### Exercise goal
Copy all of the data below word for word, leaving nothing out.
-- START Data to process --
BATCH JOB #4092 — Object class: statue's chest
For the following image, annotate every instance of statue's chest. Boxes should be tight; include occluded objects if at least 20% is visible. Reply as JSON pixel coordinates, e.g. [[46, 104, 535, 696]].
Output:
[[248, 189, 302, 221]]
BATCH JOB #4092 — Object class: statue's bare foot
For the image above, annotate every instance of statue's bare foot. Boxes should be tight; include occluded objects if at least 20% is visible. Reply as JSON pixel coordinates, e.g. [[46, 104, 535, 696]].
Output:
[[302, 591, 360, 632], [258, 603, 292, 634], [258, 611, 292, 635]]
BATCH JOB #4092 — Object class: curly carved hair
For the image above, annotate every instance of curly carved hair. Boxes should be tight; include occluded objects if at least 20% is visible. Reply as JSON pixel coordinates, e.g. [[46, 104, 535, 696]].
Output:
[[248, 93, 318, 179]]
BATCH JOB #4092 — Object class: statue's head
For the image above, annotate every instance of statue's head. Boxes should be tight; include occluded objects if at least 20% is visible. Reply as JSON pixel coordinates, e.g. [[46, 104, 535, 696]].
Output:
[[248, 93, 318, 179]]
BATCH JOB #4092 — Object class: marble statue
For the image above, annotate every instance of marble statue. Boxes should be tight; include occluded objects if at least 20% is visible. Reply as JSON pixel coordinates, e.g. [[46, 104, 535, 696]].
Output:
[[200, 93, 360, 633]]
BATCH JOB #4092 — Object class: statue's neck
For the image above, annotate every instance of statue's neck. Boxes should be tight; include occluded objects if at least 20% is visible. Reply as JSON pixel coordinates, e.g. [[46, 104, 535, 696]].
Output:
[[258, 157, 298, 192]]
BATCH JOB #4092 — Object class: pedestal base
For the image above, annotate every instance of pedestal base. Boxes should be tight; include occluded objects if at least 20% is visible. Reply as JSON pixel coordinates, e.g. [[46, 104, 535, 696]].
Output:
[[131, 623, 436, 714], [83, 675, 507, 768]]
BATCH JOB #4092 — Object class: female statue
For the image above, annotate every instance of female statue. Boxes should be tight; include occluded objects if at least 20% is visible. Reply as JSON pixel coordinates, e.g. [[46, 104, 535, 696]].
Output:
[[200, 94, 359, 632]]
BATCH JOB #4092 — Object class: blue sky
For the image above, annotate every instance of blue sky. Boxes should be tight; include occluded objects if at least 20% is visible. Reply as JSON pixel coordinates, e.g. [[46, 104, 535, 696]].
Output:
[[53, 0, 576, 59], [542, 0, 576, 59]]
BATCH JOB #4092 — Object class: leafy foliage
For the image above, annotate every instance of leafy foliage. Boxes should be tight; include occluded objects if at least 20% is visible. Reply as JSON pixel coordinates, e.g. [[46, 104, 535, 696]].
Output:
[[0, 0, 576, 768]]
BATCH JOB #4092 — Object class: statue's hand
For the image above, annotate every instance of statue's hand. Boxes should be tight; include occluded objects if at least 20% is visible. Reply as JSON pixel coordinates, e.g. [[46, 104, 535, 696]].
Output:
-- END Data to process --
### Answer to this task
BATCH JOB #4092 — Object class: statue's chest
For the following image, annotate every instance of statue's chest. Boxes should be tight; include occluded objects if at least 20% is visible. Reply as JSON pixel coordinates, e.g. [[46, 104, 535, 696]].
Output:
[[248, 189, 302, 221]]
BATCH JOB #4092 — Object class: statue's bare foot
For the image above, annotate every instance of statue's bare foot. Boxes should be tight; include occluded objects if at least 20% is visible. Reply as JSON pixel coordinates, e.g. [[46, 104, 535, 696]].
Output:
[[302, 591, 360, 632], [258, 603, 292, 634], [258, 611, 292, 635]]
BATCH JOB #4092 — Object class: curly carved hair
For the image above, annotate every instance of curly carved hair. Boxes should be tight; include occluded objects if at least 20% is visible. Reply as JSON pixel coordinates, e.g. [[46, 104, 535, 696]].
Output:
[[248, 93, 318, 179]]
BATCH JOB #4092 — Object class: statue's head
For the image above, annotate every instance of statue's head. Boxes should be tight; include occluded objects if at least 20% is visible. Reply as JSON pixel coordinates, e.g. [[46, 104, 535, 696]].
Output:
[[248, 93, 318, 179]]
BATCH JOB #4092 — Object class: marble statue
For the image above, annotate every instance of marble statue. Boxes should be tight; include occluded objects if at least 20% is visible. Reply as JSON pixel coordinates, e.g. [[46, 104, 535, 696]].
Output:
[[200, 93, 360, 633]]
BATCH JOB #4092 — Object class: statue's neck
For the image above, annotate every instance of statue's neck. Boxes should be tight; include occluded objects if at least 20% is visible. Reply as JSON pixel coordinates, e.g. [[46, 104, 535, 696]].
Output:
[[258, 157, 298, 192]]
BATCH JOB #4092 — Object class: pedestal base
For the image above, annotate every instance of pedestal base. Boxes should be tight; include occluded objects if at least 20% is visible. Reply as JSON pixel coordinates, e.g. [[46, 104, 535, 696]].
Output:
[[131, 623, 436, 714], [83, 675, 507, 768]]
BATCH JOB #4092 — Object class: female statue
For the image above, annotate every instance of female statue. Boxes should be tight; include occluded objects if at least 20% is visible. Reply as JSON pixel coordinates, e.g. [[46, 104, 535, 696]].
Output:
[[200, 94, 359, 632]]
BATCH JOB #4092 — Object class: blue sky
For the image above, annotate every instance of blue sky. Boxes should be tight; include occluded objects if at least 20% is visible. Reply as JSON pixel coordinates, e.g. [[46, 104, 535, 696]].
Output:
[[53, 0, 576, 59], [542, 0, 576, 59]]
BATCH JOB #4092 — Object class: leafy foliage
For the image above, annotate every instance of leafy foliage. Boxes should be tight; include occluded objects if at least 20% is visible. Reply as JSON pixel coordinates, e.g. [[46, 104, 535, 696]].
Output:
[[0, 0, 576, 768]]
BATCH JOB #4092 — Object class: statue's hand
For the image above, annotate every instance of statue's hand. Boxes should be tight; include occluded objects if at least 20% is visible. Reply as JSON pixel coordinates, e.g. [[46, 104, 535, 696]].
Output:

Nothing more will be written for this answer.